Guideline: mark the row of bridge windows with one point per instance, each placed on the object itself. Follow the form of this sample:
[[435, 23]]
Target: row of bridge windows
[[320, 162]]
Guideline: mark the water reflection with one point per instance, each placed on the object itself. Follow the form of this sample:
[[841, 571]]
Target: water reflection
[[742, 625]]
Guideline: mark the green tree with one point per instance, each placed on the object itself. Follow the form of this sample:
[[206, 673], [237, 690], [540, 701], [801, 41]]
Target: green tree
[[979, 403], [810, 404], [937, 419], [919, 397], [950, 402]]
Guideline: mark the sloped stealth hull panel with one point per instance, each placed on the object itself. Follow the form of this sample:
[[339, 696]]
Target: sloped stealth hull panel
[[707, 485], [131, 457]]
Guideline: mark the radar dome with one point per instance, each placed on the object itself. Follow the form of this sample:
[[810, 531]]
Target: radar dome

+===+

Reproduce all of the material above verbatim, keeping every line in its original order and changing nothing.

Guideline: mark the row of bridge windows with one point per instance, each placed on the object itself. Follow the form of this sample:
[[435, 23]]
Target: row of bridge windows
[[320, 162]]
Guideline: mark the water reflection with one point per instance, each placed on the object itself. Follow the form of this sample:
[[841, 571]]
Target: water reflection
[[742, 625]]
Guideline: mark the green tree with one point per instance, each placed on the object itself. Follow the form of this sample:
[[206, 673], [237, 690], [540, 701], [801, 41]]
Target: green tree
[[979, 403], [810, 404], [937, 419], [919, 397], [950, 402]]
Guideline: mark the sloped stealth hull panel with one point per instance, each placed on the object itself. Follow the form of this sample:
[[339, 696]]
Target: sloped stealth hull panel
[[707, 485], [131, 457]]
Guideline: mark the radar dome with one point per instance, each placed on the object itself. Follow the form of this sample:
[[810, 531]]
Target: radar dome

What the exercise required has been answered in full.